>> begin

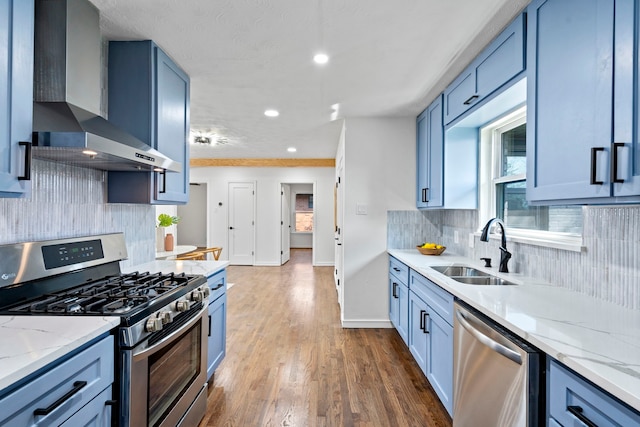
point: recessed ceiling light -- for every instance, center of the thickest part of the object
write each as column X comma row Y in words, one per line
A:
column 321, row 58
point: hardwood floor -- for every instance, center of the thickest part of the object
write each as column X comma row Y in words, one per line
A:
column 290, row 363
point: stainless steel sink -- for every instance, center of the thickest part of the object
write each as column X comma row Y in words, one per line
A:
column 483, row 280
column 471, row 276
column 459, row 271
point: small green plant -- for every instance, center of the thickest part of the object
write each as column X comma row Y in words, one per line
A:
column 165, row 220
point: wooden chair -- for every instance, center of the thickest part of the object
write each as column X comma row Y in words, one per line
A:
column 215, row 251
column 196, row 256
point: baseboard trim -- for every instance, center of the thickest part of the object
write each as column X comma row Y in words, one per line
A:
column 366, row 324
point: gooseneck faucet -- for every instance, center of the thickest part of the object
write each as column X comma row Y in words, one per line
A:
column 505, row 255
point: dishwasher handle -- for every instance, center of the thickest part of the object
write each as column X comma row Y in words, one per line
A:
column 493, row 345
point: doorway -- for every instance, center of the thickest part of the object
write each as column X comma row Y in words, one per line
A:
column 297, row 218
column 241, row 223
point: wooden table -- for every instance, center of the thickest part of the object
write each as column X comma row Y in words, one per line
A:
column 177, row 250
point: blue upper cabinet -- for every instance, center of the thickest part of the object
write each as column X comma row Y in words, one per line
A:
column 149, row 97
column 581, row 145
column 429, row 156
column 501, row 61
column 16, row 93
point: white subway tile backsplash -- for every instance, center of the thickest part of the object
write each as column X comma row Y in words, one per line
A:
column 68, row 201
column 608, row 269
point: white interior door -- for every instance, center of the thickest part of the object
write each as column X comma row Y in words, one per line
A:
column 285, row 223
column 241, row 223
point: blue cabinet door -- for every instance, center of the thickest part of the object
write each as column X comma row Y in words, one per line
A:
column 16, row 93
column 430, row 144
column 573, row 67
column 217, row 333
column 439, row 368
column 417, row 334
column 149, row 97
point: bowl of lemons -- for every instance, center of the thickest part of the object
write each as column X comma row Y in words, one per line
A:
column 429, row 248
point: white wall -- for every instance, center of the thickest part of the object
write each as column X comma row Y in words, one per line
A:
column 379, row 175
column 268, row 182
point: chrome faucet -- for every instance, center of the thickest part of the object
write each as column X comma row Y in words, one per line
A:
column 505, row 255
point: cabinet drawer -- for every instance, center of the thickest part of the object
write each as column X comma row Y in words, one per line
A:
column 218, row 285
column 439, row 299
column 399, row 270
column 570, row 394
column 89, row 373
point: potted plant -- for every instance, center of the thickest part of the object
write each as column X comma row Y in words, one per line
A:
column 165, row 220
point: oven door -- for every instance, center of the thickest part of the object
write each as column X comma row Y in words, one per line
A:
column 168, row 374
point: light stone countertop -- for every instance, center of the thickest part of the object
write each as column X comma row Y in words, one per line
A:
column 597, row 339
column 29, row 343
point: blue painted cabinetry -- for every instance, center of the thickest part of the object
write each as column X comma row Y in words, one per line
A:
column 431, row 334
column 71, row 392
column 399, row 297
column 429, row 156
column 217, row 321
column 149, row 97
column 581, row 138
column 572, row 401
column 16, row 95
column 498, row 63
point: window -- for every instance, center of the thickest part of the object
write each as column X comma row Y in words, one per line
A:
column 304, row 212
column 503, row 168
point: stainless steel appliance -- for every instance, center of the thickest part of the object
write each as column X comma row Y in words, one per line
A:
column 162, row 338
column 498, row 378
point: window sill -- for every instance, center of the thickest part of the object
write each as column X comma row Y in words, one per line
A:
column 565, row 243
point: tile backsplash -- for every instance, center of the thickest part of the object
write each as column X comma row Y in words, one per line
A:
column 68, row 201
column 608, row 267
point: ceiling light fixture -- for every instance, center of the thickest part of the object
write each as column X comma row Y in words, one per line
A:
column 321, row 58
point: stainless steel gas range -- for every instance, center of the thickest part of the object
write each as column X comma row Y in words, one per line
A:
column 161, row 343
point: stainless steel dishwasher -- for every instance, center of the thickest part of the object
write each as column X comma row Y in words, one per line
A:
column 498, row 379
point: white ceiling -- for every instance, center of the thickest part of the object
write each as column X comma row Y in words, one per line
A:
column 387, row 58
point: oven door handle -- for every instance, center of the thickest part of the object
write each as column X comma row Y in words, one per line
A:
column 168, row 340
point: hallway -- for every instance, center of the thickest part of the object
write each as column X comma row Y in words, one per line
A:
column 290, row 363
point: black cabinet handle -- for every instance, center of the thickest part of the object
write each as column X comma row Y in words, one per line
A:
column 27, row 161
column 594, row 155
column 614, row 168
column 576, row 411
column 163, row 177
column 470, row 100
column 77, row 386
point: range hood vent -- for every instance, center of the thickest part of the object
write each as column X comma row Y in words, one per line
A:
column 67, row 125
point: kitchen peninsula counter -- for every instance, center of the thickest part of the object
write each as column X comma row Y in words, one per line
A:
column 32, row 342
column 597, row 339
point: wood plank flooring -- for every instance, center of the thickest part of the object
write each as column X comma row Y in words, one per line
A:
column 290, row 363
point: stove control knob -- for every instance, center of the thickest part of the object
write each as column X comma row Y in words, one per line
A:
column 166, row 317
column 196, row 296
column 153, row 324
column 182, row 306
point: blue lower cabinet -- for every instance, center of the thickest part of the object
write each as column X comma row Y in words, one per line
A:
column 217, row 321
column 574, row 401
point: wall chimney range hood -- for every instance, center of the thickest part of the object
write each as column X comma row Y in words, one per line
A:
column 67, row 126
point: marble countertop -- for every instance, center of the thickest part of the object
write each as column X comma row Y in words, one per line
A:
column 206, row 268
column 597, row 339
column 32, row 342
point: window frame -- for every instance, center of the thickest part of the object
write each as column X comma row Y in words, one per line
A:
column 490, row 174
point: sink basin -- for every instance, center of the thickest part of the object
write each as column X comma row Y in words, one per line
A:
column 483, row 280
column 470, row 276
column 459, row 271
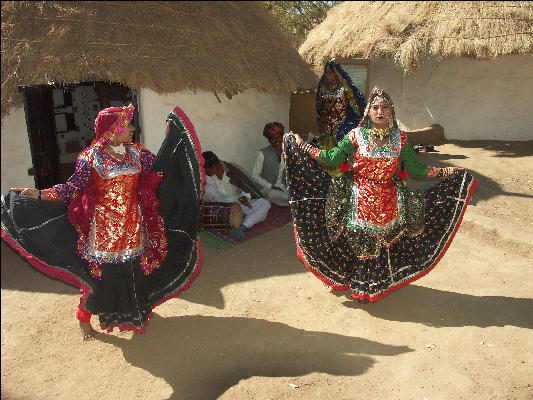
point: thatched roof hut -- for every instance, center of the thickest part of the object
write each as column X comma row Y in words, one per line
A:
column 163, row 46
column 464, row 65
column 410, row 31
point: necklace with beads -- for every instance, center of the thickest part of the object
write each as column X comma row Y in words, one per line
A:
column 382, row 133
column 120, row 149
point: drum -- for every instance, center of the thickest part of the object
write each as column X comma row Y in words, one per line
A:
column 219, row 216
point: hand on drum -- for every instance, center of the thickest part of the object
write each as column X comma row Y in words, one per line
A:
column 244, row 201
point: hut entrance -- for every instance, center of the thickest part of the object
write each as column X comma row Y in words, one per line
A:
column 60, row 122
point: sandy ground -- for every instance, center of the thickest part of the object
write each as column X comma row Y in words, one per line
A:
column 257, row 325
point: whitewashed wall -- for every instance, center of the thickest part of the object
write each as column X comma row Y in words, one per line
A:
column 232, row 129
column 471, row 99
column 16, row 155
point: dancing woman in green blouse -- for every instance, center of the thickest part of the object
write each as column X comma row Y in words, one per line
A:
column 366, row 231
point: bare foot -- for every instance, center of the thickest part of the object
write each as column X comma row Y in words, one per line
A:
column 87, row 331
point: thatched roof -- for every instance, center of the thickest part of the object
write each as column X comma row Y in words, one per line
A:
column 165, row 46
column 409, row 31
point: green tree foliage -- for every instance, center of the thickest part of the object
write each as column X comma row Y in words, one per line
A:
column 297, row 18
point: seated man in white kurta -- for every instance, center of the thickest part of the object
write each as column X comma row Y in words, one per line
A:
column 226, row 183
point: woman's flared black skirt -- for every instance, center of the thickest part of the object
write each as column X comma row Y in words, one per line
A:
column 42, row 233
column 397, row 263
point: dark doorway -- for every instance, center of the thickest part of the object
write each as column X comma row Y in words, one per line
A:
column 60, row 122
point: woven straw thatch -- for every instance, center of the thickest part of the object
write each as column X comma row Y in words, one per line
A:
column 409, row 31
column 224, row 47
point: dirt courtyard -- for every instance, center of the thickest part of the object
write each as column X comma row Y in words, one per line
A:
column 257, row 325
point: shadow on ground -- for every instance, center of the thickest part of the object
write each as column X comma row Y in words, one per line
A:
column 201, row 357
column 439, row 308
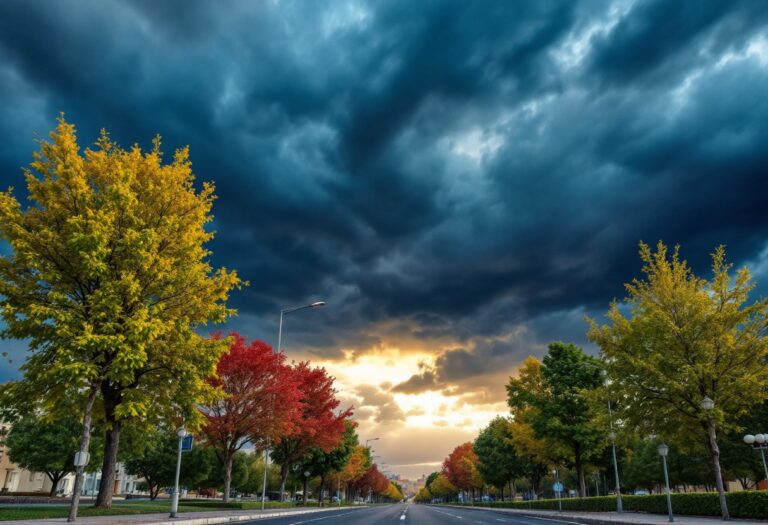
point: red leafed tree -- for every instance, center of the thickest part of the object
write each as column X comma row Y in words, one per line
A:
column 317, row 426
column 261, row 401
column 460, row 467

>> end

--- WRITTEN REQUEST ---
Recast the material as a Markdown table with the columns Row and Line, starting at the line that contains "point: necklace with" and ending at the line that contains "column 219, row 216". Give each line its own numbered row, and leave out any blank lines.

--- REPLY ---
| Row | Line |
|---|---|
| 1 | point: necklace with beads -- for every instance, center of the thickest part of the object |
| 2 | write each as column X comma row Y in words, one per line |
| 3 | A: |
| 4 | column 382, row 133 |
| 5 | column 120, row 149 |
| 6 | point: drum -- for every instance, center of the thickest part of the object |
| 7 | write each as column X comma row Y in words, one per line |
| 8 | A: |
| 9 | column 219, row 216 |